Objectives:
- a) Please revise the Distex documentation from "Total number of" to "hold the result.", swapping "pool" for "cluster".
- b) Lay out the rows from the line with "like [(65, 116)]." to the line with "[(217, 96), (296, 68), (67, 16)]" as a two-column CSV headed instruction and points, with one CSV record for each row. Quote each field and turn its line breaks into spaces.

Document passage:
Distex documentation

Release 0.6.0.

Pool

class distex.pool.Pool(num_workers=None, hosts=None, qsize=2, initializer=None, initargs=(), localhost=None, localport=None, lazy_create=False, worker_loop=<LoopType.default: 0>, func_pickle=<PickleType.dill: 2>, data_pickle=<PickleType.pickle: 0>, loop=None)[source]

Pool of local and remote workers that can run tasks.

To create a process pool of 4 local workers:

pool = Pool(4)

To create 8 remote workers on host maxi, using SSH (unix only):

pool = Pool(0, 'ssh://maxi/8')

distex must be installed on all remote hosts and the distex_proc script must be in the path. Test this with ssh <host> distex_proc. When using SSH it is not necessary to have a distex server running on the hosts.

When not using SSH a spawning server has to be started first on all hosts involved:

python3 -m distex.server

Warning

Only use this in a trusted network environment.

With the server running on host mini, to create a pool of 2 workers running there:

pool = Pool(0, 'mini/2')

Local, remote SSH and remote non-SSH workers can all be combined in one pool:

pool = Pool(4, ['ssh://maxi/8', 'mini/2'])

To give a SSH username or a non-default port such as 10022, specify the host as 'ssh://username@maxi:10022/8'. It is not possible to give a password, use SSH keys instead: ssh-keygen can be used to create a key and ssh-copy-id to copy it to all hosts.

Parameters:
  • num_workers (Optional[int]) – Number of local process workers. The default of None will use the number of CPUs.
  • hosts – List of remote host specification strings in the format [ssh://][username@]hostname[:portnumber]/num_workers.
  • qsize (int) – Number of pending tasks per worker. To improve the throughput of small tasks this can be increased from the default of 2. If no queueing is desired then it can be set to 1.
  • initializer – Callable to initialize worker processes.
  • initargs (tuple) – Arguments tuple that is unpacked into the initializer.
  • localhost (Optional[str]) – Local TCP server (if any) will listen on this address.
  • localport (Optional[int]) – Local TCP server (if any) will listen on this port (default: random open port).
  • lazy_create (bool) – If True then no workers will be created until the first task is submitted.
  • worker_loop

    LoopType to use for workers:

    1. default (=uvloop when available, proactor on Windows)
    2. asyncio (standard selector event loop)
    3. uvloop (Unix only)
    4. proactor (Windows only)
    5. quamash (PyQt)
  • func_pickle

    PickleType to to use for serializing functions:

    1. pickle
    2. cloudpickle
    3. dill
  • data_pickle

    PickleType to to use for data:

    1. pickle
    2. cloudpickle
    3. dill
  • loop – The asyncio event loop to run the pool in.

distex.Pool implements the concurrent.futures.Executor interface and can be used in the place of ProcessPoolExecutor.

exception TimeoutError

The operation exceeded the given deadline.

is_ready()[source]

True if the pool is ready to process tasks, false otherwise.

There is also the public ready event.

Return type:bool
total_workers()[source]

Total number of workers in the pool.

Return type:int
submit(func, *args, **kwargs)[source]

Submit the task to be run in the pool and return a concurrent.futures.Future that will hold the result.

This method is provided for compatibility with concurrent.futures.Executor.

map(func, *iterables, timeout=None, chunksize=1, ordered=True, star=False)[source]

Map the function onto the given iterable(s) and return an iterator that yields the results.

Material for this exercise:

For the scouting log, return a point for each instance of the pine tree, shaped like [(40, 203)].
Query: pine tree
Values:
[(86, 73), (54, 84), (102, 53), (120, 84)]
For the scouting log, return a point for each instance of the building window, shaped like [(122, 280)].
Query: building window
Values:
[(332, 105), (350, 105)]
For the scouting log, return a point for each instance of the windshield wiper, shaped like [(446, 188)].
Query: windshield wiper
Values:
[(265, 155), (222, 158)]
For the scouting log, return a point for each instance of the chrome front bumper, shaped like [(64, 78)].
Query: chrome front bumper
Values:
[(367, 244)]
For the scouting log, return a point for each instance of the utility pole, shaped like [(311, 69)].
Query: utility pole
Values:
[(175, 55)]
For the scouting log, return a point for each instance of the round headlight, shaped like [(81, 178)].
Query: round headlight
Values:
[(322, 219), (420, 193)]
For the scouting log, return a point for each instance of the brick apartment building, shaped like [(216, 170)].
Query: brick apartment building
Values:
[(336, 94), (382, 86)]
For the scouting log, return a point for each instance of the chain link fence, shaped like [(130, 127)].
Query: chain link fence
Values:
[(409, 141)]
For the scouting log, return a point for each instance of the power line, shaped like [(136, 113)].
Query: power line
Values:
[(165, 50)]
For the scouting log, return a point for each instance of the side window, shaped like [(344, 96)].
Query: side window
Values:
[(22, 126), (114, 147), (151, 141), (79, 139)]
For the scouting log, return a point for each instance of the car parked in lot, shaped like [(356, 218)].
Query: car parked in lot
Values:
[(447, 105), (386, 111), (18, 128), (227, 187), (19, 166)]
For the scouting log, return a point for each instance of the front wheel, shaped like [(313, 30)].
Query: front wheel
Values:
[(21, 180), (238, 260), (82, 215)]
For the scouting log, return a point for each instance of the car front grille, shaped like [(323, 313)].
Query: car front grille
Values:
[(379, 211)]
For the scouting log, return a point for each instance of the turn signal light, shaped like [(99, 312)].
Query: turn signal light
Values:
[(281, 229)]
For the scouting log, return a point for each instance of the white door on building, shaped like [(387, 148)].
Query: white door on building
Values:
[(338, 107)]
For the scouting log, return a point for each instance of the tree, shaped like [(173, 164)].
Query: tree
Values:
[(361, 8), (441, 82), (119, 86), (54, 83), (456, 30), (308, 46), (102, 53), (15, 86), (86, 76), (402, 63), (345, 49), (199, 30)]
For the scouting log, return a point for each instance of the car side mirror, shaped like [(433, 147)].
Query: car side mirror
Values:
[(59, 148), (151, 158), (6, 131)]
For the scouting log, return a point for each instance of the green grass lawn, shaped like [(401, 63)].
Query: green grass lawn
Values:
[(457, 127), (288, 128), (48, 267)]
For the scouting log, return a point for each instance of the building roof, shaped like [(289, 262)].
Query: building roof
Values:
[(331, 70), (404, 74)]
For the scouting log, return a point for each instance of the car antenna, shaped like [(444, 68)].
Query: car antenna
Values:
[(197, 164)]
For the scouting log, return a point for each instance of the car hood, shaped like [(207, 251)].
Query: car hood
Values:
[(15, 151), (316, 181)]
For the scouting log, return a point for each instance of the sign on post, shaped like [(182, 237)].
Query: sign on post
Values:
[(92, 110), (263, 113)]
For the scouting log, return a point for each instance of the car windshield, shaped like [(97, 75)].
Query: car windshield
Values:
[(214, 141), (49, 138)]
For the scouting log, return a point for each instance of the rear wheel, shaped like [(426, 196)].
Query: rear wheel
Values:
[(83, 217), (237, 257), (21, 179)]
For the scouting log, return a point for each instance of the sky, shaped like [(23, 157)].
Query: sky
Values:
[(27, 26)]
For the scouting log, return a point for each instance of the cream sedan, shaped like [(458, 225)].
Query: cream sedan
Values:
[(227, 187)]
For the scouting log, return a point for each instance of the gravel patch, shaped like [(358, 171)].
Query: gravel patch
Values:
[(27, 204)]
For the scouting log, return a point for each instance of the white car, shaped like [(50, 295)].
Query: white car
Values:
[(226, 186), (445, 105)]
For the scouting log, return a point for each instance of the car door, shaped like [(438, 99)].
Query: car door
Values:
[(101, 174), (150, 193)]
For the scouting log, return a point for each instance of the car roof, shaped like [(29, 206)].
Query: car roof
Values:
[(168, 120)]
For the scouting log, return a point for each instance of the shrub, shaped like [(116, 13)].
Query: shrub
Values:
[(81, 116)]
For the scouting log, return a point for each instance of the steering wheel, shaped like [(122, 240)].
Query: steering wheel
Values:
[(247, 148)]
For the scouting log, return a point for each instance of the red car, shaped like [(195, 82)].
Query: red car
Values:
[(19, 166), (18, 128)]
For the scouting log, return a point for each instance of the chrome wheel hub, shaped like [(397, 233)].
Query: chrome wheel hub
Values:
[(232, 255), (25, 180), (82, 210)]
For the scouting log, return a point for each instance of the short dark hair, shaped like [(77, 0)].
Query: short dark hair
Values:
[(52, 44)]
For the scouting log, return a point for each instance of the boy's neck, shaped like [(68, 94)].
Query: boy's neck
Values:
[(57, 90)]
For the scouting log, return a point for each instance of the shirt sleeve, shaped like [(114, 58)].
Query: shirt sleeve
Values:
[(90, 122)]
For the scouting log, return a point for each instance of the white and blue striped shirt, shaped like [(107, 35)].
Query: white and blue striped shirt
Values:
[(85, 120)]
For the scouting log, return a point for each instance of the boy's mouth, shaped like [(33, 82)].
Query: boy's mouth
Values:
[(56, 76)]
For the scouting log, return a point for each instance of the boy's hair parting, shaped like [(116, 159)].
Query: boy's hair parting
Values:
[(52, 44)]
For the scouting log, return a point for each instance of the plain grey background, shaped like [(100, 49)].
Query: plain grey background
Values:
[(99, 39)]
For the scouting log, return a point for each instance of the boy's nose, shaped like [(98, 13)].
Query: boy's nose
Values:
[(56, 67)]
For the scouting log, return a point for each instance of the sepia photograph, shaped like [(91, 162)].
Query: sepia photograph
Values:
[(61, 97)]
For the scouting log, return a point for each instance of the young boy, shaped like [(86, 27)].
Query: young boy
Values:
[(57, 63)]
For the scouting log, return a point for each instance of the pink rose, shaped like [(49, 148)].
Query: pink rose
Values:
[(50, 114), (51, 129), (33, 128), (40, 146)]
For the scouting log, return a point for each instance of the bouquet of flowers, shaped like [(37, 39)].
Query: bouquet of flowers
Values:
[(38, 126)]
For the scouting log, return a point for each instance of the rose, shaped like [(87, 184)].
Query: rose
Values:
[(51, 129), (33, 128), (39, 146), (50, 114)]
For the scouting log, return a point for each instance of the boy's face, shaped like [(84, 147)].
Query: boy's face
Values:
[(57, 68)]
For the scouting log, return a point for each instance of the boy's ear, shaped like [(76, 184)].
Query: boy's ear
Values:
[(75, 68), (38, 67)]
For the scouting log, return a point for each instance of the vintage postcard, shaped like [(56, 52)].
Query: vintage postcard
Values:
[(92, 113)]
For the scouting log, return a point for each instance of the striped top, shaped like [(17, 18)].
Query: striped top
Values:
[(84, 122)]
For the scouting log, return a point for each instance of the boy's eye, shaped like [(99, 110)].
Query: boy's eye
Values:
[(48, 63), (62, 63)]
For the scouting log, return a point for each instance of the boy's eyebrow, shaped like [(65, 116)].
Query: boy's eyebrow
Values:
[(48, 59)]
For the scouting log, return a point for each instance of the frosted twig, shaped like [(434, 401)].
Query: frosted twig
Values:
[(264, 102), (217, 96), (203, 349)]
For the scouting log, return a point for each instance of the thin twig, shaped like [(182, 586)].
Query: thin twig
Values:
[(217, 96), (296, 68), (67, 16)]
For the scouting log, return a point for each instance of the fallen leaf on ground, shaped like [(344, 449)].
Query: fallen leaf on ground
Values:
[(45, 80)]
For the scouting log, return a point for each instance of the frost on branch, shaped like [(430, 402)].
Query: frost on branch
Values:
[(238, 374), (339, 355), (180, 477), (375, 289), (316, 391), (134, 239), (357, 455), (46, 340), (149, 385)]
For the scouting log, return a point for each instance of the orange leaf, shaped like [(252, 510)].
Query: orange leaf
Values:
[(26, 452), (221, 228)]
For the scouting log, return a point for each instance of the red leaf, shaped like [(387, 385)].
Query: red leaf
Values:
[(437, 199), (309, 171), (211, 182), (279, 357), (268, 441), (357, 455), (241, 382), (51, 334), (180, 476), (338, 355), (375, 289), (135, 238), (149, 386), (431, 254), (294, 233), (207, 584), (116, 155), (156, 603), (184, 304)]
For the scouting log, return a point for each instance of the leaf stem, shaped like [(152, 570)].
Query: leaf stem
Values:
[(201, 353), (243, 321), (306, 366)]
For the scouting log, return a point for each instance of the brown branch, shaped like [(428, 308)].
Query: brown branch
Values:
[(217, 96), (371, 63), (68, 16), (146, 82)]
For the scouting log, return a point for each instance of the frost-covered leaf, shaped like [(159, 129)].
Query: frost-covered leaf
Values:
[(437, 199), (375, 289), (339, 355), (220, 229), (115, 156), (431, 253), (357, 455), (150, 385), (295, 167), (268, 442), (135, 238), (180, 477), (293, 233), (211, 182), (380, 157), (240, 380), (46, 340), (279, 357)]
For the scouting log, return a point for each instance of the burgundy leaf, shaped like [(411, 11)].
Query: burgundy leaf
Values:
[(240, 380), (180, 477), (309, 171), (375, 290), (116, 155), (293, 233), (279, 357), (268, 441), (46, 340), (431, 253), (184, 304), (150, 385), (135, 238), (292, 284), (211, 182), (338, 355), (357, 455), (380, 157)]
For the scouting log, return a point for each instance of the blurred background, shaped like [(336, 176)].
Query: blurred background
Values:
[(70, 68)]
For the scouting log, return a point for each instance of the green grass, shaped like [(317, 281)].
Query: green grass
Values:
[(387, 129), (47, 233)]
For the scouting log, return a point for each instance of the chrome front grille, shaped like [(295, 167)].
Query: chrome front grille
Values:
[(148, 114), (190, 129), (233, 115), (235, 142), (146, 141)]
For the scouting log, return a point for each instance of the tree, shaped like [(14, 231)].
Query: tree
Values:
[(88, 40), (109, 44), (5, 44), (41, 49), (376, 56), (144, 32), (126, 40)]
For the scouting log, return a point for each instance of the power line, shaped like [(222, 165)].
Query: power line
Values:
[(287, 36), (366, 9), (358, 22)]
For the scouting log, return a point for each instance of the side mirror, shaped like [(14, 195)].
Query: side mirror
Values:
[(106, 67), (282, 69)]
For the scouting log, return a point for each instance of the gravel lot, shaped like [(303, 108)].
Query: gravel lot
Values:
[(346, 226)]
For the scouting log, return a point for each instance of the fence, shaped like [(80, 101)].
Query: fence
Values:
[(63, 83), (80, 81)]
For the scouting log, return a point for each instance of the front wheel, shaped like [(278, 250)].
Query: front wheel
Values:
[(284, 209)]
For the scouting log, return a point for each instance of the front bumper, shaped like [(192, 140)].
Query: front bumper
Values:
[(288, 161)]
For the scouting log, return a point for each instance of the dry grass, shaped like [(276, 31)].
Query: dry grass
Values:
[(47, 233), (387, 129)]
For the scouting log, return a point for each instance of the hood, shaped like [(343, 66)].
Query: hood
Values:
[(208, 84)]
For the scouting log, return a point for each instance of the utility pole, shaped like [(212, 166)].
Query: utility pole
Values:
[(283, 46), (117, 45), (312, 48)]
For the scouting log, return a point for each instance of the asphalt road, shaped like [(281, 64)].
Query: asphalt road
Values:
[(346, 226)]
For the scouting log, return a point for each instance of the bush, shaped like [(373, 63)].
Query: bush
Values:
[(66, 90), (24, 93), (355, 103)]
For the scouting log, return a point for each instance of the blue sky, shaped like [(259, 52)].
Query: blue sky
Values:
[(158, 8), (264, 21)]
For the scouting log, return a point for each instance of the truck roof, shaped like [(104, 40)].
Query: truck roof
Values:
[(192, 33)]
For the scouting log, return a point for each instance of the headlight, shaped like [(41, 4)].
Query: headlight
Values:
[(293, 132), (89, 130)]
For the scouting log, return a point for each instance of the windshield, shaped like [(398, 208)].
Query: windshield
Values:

Set of answers:
- a)
Total number of workers in the cluster.

Return type:int
submit(func, *args, **kwargs)[source]

Submit the task to be run in the cluster and return a concurrent.futures.Future that will hold the result.

- b)
instruction,points
"For the scouting log, return a point for each instance of the boy's eyebrow, shaped like [(65, 116)]. Query: boy's eyebrow Values:","[(48, 59)]"
"For the scouting log, return a point for each instance of the frosted twig, shaped like [(434, 401)]. Query: frosted twig Values:","[(264, 102), (217, 96), (203, 349)]"
"For the scouting log, return a point for each instance of the thin twig, shaped like [(182, 586)]. Query: thin twig Values:","[(217, 96), (296, 68), (67, 16)]"